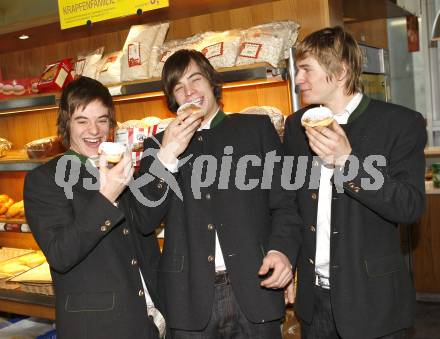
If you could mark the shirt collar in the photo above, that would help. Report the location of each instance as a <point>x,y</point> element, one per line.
<point>342,118</point>
<point>207,125</point>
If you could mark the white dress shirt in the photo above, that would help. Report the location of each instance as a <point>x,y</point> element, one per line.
<point>322,255</point>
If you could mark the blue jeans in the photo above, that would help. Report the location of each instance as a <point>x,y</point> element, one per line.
<point>228,321</point>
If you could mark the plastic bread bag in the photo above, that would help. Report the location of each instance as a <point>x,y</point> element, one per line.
<point>109,69</point>
<point>267,43</point>
<point>136,58</point>
<point>220,48</point>
<point>156,48</point>
<point>87,64</point>
<point>172,46</point>
<point>5,145</point>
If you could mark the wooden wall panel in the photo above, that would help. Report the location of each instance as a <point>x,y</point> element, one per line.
<point>371,32</point>
<point>276,94</point>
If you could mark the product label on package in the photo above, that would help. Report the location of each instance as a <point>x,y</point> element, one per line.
<point>134,54</point>
<point>213,50</point>
<point>250,50</point>
<point>61,77</point>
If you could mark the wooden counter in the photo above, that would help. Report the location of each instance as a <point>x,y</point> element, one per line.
<point>425,239</point>
<point>35,305</point>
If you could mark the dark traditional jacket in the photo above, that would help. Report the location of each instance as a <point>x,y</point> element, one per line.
<point>95,253</point>
<point>371,290</point>
<point>249,222</point>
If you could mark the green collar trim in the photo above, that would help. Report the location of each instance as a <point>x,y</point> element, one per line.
<point>217,119</point>
<point>365,101</point>
<point>81,157</point>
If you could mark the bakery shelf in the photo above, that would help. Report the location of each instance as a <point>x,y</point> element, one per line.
<point>19,302</point>
<point>28,103</point>
<point>247,75</point>
<point>17,160</point>
<point>13,220</point>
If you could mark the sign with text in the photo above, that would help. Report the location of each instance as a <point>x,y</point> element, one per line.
<point>78,12</point>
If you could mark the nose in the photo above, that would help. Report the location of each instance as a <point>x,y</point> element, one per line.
<point>188,90</point>
<point>299,78</point>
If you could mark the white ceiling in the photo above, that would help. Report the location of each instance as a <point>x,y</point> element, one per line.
<point>17,15</point>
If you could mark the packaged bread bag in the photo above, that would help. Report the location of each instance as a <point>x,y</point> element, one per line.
<point>109,68</point>
<point>87,64</point>
<point>56,76</point>
<point>135,62</point>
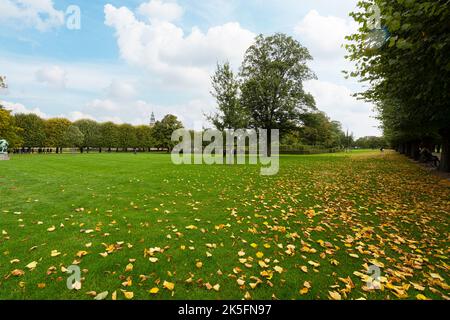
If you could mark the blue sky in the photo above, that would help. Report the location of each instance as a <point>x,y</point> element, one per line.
<point>130,58</point>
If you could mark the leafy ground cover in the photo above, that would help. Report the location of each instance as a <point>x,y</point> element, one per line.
<point>140,227</point>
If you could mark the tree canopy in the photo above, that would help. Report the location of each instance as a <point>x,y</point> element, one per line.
<point>408,73</point>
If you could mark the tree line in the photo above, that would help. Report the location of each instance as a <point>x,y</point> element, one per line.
<point>27,132</point>
<point>401,52</point>
<point>267,92</point>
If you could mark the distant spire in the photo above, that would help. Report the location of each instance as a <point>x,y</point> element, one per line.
<point>152,120</point>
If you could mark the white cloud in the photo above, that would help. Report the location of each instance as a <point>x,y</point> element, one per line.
<point>17,108</point>
<point>78,115</point>
<point>20,108</point>
<point>121,90</point>
<point>176,58</point>
<point>39,14</point>
<point>53,76</point>
<point>339,104</point>
<point>324,35</point>
<point>159,10</point>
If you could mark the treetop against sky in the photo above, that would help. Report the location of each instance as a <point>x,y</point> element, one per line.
<point>126,59</point>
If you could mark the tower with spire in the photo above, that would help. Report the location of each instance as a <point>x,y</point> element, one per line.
<point>152,120</point>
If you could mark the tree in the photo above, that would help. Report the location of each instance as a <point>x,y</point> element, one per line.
<point>408,75</point>
<point>318,129</point>
<point>9,130</point>
<point>127,137</point>
<point>273,72</point>
<point>55,131</point>
<point>162,131</point>
<point>73,137</point>
<point>91,133</point>
<point>371,142</point>
<point>33,129</point>
<point>144,137</point>
<point>109,135</point>
<point>231,114</point>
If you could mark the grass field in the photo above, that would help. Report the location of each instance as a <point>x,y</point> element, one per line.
<point>311,232</point>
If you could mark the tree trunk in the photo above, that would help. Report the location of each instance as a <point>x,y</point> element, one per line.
<point>269,143</point>
<point>445,155</point>
<point>415,152</point>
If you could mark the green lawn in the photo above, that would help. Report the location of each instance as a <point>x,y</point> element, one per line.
<point>322,220</point>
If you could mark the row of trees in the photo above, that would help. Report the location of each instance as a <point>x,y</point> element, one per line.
<point>29,131</point>
<point>402,53</point>
<point>371,142</point>
<point>268,93</point>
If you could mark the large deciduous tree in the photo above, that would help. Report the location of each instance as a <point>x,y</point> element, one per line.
<point>226,90</point>
<point>109,133</point>
<point>409,74</point>
<point>162,131</point>
<point>9,130</point>
<point>33,130</point>
<point>273,72</point>
<point>55,131</point>
<point>91,133</point>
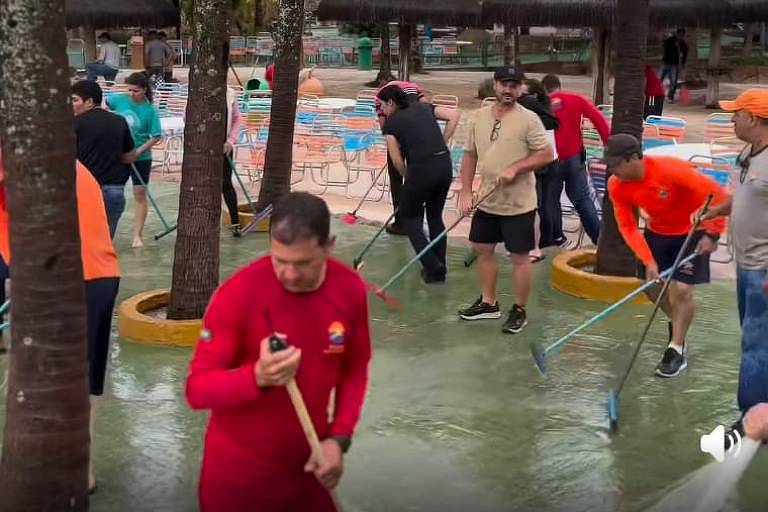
============================================================
> [YOUR INSTRUCTIONS]:
Can you convert all of the material above into a JSON list of strings, one string per line, with blank lines left out and the pictures omitted?

> [FULL ANSWER]:
[
  "If you could mark the shirt collar in the photo above, that would help. Report the location of each instance as a <point>x,y</point> element, one per line.",
  "<point>342,118</point>",
  "<point>207,125</point>",
  "If you could mark the white dress shirt in the photo above, that would help. Report the location of each instance as a <point>x,y</point> element, one per line.",
  "<point>322,255</point>",
  "If you could mark the blue jeans in the photo above, that would help. Report the location of each instance as a <point>x,y</point> element, one per line.",
  "<point>228,321</point>",
  "If you could mark the plastic bread bag in the photo above, that would help. Report the location of each instance as a <point>x,y</point> element, one per line.",
  "<point>109,69</point>",
  "<point>267,43</point>",
  "<point>136,58</point>",
  "<point>220,48</point>",
  "<point>156,48</point>",
  "<point>87,64</point>",
  "<point>172,46</point>",
  "<point>5,145</point>",
  "If you could mark the wooden wall panel in the photo above, that would help. Report the location of each instance as a <point>x,y</point> element, one per line.",
  "<point>371,32</point>",
  "<point>276,94</point>",
  "If you could mark the product label on package in the photo above, that would help. Report the location of each instance as a <point>x,y</point> element, one per line.",
  "<point>134,54</point>",
  "<point>213,50</point>",
  "<point>250,50</point>",
  "<point>61,77</point>",
  "If you could mark the wooden counter in the photo above, that would help. Report the location of each instance as a <point>x,y</point> element, one per line.",
  "<point>425,239</point>",
  "<point>35,305</point>",
  "If you could mark the dark traditional jacket in the photo above, that would help. Report the location of each instance as a <point>x,y</point> element, one per line.",
  "<point>95,253</point>",
  "<point>371,290</point>",
  "<point>249,222</point>",
  "If you could mark the green collar trim in the photo above, that would help. Report the location of each instance as a <point>x,y</point> element, one per line.",
  "<point>217,119</point>",
  "<point>365,101</point>",
  "<point>81,157</point>",
  "If you could mark the bakery shelf in the photo above, that would help. Report the location of each instance as a <point>x,y</point> element, one per line.",
  "<point>19,302</point>",
  "<point>28,103</point>",
  "<point>247,75</point>",
  "<point>17,160</point>",
  "<point>13,220</point>",
  "If you could mark the sign with text in the photo above, that would help. Report the location of each instance as a <point>x,y</point> element, one per line.",
  "<point>78,12</point>",
  "If you could mark the nose in the photo above, that would help. Report the location of each instance as a <point>x,y</point> element, one per line.",
  "<point>188,90</point>",
  "<point>299,78</point>",
  "If you could mark the white ceiling in the photo above, that would help. Report the location of each instance as a <point>x,y</point> element, one per line.",
  "<point>17,15</point>",
  "If you could mark the packaged bread bag in the photo above, that would help. Report the location of each instance as a <point>x,y</point> element, one per line.",
  "<point>109,68</point>",
  "<point>87,64</point>",
  "<point>56,76</point>",
  "<point>135,62</point>",
  "If you could mark the blue sky in the photo above, that would help. Report the location of each instance as a <point>x,y</point> element, one per line.",
  "<point>130,58</point>",
  "If you could mark the leafy ground cover in the photo above, that would help. Report the location of each instance as a <point>x,y</point> element, one per line.",
  "<point>140,227</point>",
  "If you could mark the tree canopy in the photo above, that would help. Report the location of each instance as a <point>x,y</point> element, one per line.",
  "<point>408,73</point>",
  "If you could mark the tree line in the photo above, that would help. Report the location of each instance as a <point>x,y</point> element, one per line.",
  "<point>27,132</point>",
  "<point>401,52</point>",
  "<point>267,92</point>",
  "If you could mark the distant spire in the photo above, that would help. Report the location of each instance as a <point>x,y</point> element, one per line.",
  "<point>152,120</point>",
  "If you could mark the white cloud in the photo above, that would help. Report the location of each instance as a <point>x,y</point> element, one per line.",
  "<point>17,108</point>",
  "<point>78,115</point>",
  "<point>20,108</point>",
  "<point>121,90</point>",
  "<point>176,58</point>",
  "<point>39,14</point>",
  "<point>53,76</point>",
  "<point>339,104</point>",
  "<point>324,35</point>",
  "<point>159,10</point>",
  "If you could mark the treetop against sky in the photo above, that would help. Report the location of each instance as a <point>x,y</point> element, one per line.",
  "<point>126,59</point>",
  "If you could mark the tower with spire in the photo above, that would help. Report the location of each instance as a <point>x,y</point> element, one per line.",
  "<point>152,120</point>",
  "If you could mark the tree in the photo above, that would help. Report the location of each instance as a <point>x,y</point> element, one per line.",
  "<point>408,75</point>",
  "<point>318,129</point>",
  "<point>9,130</point>",
  "<point>127,137</point>",
  "<point>273,72</point>",
  "<point>55,131</point>",
  "<point>162,131</point>",
  "<point>73,137</point>",
  "<point>91,133</point>",
  "<point>371,142</point>",
  "<point>33,129</point>",
  "<point>144,137</point>",
  "<point>109,135</point>",
  "<point>231,114</point>",
  "If you could mark the grass field in the photo above, that would help. Report the location of each instance as a <point>x,y</point> element, one per line.",
  "<point>311,232</point>",
  "If you could mark the tree trunk in the photo above, that would help. Report the location of each instance as a <point>x,y</point> element, one per line.",
  "<point>269,143</point>",
  "<point>445,155</point>",
  "<point>415,152</point>",
  "If you could mark the green lawn in the photo above, that would help. Report the location of each instance as a <point>x,y</point> element, one per line.",
  "<point>322,220</point>",
  "If you could mark the row of trees in the photo above, that would help. Report the location of each instance as a <point>x,y</point> element, one per line.",
  "<point>29,131</point>",
  "<point>402,53</point>",
  "<point>371,142</point>",
  "<point>268,93</point>",
  "If you could mark the large deciduous tree in the photo above, that would help. Report the location of each instance as a <point>x,y</point> element, one per line.",
  "<point>226,90</point>",
  "<point>109,133</point>",
  "<point>409,74</point>",
  "<point>162,131</point>",
  "<point>9,130</point>",
  "<point>33,130</point>",
  "<point>273,72</point>",
  "<point>55,131</point>",
  "<point>91,133</point>"
]